■ What to do:
[1] In the adrenal FAQ abstract, which test was used to calculate inter-rater reliability between raters?
[2] Resume the adrenal FAQ abstract after the last sentence of its Methods section and write what follows.

■ Page text:
========================================================================

47.08 Readability and Quality of FAQs about Adrenal Disorders: Comparing ChatGPT 4.0 to Content Experts

J.A. Kasmirski1, A.A. Harsono1, C. Wu1, Z. Song1, A. Gillis1, J. Fazendin1, H. Chen1, B. Lindeman1  1University Of Alabama at Birmingham, Department Of Surgery, Birmingham, Alabama, USA

Introduction: Patients with adrenal disorders may have difficulty accessing a high-volume specialist, which could negatively affect patient care, particularly among those with low health literacy. Artificial intelligence (AI) is being used to meet this need, however, it is unclear if AI adequately answers patients' concerns. This study aims to analyze and compare the readability and quality of the responses available to frequently asked questions (FAQ) about adrenal disorders between the American Association of Endocrine Surgeons (AAES) website with those generated by ChatGPT 4.0.

 

Methods: FAQs about the adrenal gland on the AAES website were utilized as prompts to generate ChatGPT 4.0 responses. Readability of 14 questions belonging to the FAQ section answers from the AAES and ChatGPT 4.0 were assessed using several instruments: Flesch-Kincaid Grade Level (FKGL), Follo Smog Index (SMOG), Gunning Fog Index (GF), Automated Readability (ARI), and Coleman-Liau Index (CLI), for all of which a low score equates to better readability. Both sets of responses were evaluated according to the DISCERN instrument (where a higher score is favorable), utilizing applicable criteria to assess the materials by three independent raters. DISCERN is a tool designed to judge the quality of consumer health information materials. Intraclass correlation coefficient (ICC) test was used to calculate inter-rater reliability between raters. The median and interquartile range of the readability scores were calculated and compared using the Mann-Whitney U test.

========================================================================

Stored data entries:
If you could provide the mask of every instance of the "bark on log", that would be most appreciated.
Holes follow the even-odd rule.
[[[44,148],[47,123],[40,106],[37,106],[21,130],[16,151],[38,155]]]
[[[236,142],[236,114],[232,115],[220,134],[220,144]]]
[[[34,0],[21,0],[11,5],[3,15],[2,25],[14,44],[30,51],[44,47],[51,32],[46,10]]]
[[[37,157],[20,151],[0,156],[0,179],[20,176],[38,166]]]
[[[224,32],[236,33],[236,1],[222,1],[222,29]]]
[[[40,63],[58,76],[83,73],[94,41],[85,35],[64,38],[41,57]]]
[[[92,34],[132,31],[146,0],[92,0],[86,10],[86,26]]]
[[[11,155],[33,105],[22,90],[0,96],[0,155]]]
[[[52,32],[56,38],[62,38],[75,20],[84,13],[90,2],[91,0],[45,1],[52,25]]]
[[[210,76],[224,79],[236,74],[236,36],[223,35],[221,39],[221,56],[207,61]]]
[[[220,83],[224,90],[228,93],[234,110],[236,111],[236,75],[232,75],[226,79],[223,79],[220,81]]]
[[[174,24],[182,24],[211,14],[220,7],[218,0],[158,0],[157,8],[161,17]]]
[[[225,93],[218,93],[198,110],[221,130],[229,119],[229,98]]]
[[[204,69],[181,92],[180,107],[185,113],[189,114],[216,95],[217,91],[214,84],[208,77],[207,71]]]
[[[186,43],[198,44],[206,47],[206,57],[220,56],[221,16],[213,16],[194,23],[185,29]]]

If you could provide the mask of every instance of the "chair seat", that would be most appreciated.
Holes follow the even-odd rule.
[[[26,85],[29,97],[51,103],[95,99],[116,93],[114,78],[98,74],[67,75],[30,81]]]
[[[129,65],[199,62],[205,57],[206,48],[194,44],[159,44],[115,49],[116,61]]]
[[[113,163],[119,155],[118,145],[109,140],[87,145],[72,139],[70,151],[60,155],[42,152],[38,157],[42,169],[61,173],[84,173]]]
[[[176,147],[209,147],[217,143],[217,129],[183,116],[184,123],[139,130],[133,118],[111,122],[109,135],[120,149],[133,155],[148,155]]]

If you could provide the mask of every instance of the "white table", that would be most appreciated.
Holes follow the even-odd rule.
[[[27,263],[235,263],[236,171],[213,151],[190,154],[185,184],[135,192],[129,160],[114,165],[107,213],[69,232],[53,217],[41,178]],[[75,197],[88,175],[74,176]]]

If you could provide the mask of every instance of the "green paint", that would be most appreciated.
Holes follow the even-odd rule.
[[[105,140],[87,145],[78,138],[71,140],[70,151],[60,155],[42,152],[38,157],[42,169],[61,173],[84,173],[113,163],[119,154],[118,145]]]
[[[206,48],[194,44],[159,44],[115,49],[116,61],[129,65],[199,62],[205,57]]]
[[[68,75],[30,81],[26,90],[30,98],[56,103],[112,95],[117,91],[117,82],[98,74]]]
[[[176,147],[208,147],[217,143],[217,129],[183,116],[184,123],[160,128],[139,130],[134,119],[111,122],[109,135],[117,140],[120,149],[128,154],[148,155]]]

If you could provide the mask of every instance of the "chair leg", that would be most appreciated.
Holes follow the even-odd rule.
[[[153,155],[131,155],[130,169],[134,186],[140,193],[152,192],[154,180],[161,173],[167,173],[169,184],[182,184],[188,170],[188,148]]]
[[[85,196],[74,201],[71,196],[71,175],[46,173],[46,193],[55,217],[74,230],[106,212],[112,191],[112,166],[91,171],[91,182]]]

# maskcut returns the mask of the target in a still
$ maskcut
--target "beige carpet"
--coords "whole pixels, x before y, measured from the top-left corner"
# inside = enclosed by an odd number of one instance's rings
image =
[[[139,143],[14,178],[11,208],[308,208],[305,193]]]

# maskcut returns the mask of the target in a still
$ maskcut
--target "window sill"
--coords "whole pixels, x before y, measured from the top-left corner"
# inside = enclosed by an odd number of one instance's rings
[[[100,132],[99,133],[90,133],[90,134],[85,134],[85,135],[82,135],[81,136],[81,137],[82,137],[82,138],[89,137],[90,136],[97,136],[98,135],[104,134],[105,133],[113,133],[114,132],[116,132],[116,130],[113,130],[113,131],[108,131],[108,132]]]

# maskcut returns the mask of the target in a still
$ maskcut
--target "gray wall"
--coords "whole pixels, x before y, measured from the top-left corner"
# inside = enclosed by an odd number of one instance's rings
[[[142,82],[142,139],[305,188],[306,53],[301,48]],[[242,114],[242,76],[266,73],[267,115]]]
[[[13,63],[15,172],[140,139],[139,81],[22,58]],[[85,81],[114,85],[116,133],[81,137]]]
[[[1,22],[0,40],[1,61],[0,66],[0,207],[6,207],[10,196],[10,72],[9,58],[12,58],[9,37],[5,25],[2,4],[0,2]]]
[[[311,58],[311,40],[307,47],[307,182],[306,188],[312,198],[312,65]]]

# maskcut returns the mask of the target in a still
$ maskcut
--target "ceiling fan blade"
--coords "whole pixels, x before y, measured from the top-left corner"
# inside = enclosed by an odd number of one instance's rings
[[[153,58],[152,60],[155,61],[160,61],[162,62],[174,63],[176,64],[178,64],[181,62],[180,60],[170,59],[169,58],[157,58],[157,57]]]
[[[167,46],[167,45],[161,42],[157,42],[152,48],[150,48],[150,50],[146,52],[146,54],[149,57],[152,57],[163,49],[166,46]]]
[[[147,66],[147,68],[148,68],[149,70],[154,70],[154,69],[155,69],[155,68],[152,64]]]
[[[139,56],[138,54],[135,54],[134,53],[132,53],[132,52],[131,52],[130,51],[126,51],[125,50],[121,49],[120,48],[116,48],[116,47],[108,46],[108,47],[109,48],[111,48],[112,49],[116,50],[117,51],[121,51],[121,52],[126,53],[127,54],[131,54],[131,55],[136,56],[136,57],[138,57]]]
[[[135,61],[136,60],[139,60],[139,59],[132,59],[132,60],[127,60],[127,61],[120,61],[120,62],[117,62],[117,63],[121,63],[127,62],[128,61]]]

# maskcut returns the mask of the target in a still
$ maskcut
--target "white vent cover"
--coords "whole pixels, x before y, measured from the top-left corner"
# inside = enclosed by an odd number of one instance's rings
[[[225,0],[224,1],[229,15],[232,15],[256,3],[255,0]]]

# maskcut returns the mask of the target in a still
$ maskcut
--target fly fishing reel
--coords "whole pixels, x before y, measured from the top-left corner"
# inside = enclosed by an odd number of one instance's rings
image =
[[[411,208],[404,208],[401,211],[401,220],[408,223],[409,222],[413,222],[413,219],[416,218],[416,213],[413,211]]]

========================================================================

■ Outputs by task:
[1] The intraclass correlation coefficient (ICC) test.

[2]
 

Results: The question responses from both AAES website and ChatGPT were overall “difficult to read” and above high school reading level. However, in most readability parameters the AAES website scored better on average than ChatGPT[median FKGL 12.4 (11.0-14.6) vs 15.7 (11.8-19.5), SMOG 13.5 (13.0-14.6) vs 16.5 (14.0-19.4), ARI 11.8 (9.4-13.3) vs 15.2 (11.7-22.6), GFI 14.0 (12.8-16.0) vs 17.6 (14.0-23.8), CLI 12.6 (11.5-13.7) vs 15.6 (14.2-19.2), respectively, p<0.05 for all, except FKGL, p=0.06]. The average DISCERN score for each question was 2 (1-5) for AAES answers and 1 (1-3) for ChatGPT 4.0-generated answers (p=<0.001). The inter-rater agreement was very high (Κ =0.94, 95% C.I. 0.91-0.96).

 

Conclusion: Expert-generated content on the AAES FAQ website scored better on average than ChatGPT' 4.0-generated responses in readability metrics and the DISCERN instrument criteria. In conclusion, ChatGPT's 4.0-generated responses demonstrate a need for more accessible and thorough answers to adrenal disorder questions in order to respond satisfactorily and become a reliable source of information for patients.